** Written instruction **
Transcribe the following lines exactly as they appear, from the first line through the line containing "[[376, 184]]", both included.
==== Extracted material ====
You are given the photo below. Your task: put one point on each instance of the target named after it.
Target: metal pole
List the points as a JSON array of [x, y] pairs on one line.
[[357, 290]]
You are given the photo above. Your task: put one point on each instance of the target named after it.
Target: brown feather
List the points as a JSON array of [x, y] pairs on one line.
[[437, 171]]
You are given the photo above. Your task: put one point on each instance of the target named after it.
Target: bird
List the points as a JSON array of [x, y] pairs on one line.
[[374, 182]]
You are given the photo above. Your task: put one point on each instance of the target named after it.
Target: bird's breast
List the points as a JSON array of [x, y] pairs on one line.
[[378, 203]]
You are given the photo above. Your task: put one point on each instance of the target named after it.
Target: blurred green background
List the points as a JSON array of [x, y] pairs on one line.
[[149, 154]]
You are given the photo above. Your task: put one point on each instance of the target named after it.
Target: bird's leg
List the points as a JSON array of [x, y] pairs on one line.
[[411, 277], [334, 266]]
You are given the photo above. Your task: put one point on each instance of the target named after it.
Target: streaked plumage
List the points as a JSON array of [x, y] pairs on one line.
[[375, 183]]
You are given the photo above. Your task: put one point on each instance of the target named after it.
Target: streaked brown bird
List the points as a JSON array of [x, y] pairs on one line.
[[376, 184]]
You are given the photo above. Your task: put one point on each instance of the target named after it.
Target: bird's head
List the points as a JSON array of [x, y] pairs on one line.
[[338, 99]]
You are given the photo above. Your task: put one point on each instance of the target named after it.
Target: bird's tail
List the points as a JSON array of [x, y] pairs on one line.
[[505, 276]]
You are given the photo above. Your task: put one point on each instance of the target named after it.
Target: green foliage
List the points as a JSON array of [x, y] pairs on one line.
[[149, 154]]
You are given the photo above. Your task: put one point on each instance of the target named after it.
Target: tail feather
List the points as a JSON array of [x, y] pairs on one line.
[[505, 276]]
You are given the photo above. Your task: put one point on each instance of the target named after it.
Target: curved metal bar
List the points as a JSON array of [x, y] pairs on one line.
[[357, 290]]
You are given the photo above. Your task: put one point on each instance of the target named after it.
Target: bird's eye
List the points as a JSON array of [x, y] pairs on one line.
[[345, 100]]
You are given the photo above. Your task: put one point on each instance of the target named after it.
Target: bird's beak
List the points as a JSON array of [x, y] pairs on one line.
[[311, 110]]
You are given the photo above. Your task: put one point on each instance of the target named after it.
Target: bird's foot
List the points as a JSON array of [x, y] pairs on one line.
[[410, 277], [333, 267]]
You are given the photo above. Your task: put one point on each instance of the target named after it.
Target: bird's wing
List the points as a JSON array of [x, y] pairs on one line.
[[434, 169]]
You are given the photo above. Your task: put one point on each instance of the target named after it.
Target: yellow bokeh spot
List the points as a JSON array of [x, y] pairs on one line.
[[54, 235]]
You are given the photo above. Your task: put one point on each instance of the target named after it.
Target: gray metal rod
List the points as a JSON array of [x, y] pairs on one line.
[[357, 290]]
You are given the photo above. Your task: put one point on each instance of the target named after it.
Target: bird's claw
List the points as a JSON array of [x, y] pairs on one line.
====
** Task response **
You are given the photo below. Your task: put one point on each instance of the target named after it.
Target: metal pole
List the points as a JSON array of [x, y] pairs on one line.
[[357, 290]]
You are given the photo above. Your task: put one point on each instance of the target named after it.
Target: brown feather
List the points as a JSON array of [x, y] pairs on one line.
[[437, 171]]
You are given the photo above. Your task: put one point on each instance of the target named after it.
Target: bird
List the points as a JSON array of [x, y] pairs on one line.
[[374, 182]]
You are given the photo above. Your task: put one point on each instance of the target named after it.
Target: bird's breast
List the points as a JSON array of [x, y] pairs on one line.
[[378, 203]]
You are given the photo above. Your task: put one point on each instance of the target named after it.
Target: blurred green background
List the points as a JSON array of [x, y] pairs on one line.
[[149, 154]]
You are given the photo above. Your task: put one point on each instance of the target named after it.
Target: bird's leg
List the points as a JSON array of [x, y] pairs on one line.
[[411, 277], [334, 266]]
You are given the photo above. Your task: put one point on each instance of the target named after it.
Target: streaked plumage
List the points as a JSON array of [x, y] pairs on one line.
[[375, 183]]
You are given the photo above. Your task: put one point on each instance of the target named after it.
Target: streaked brown bird
List the points as a JSON array of [x, y] pairs on one line.
[[376, 184]]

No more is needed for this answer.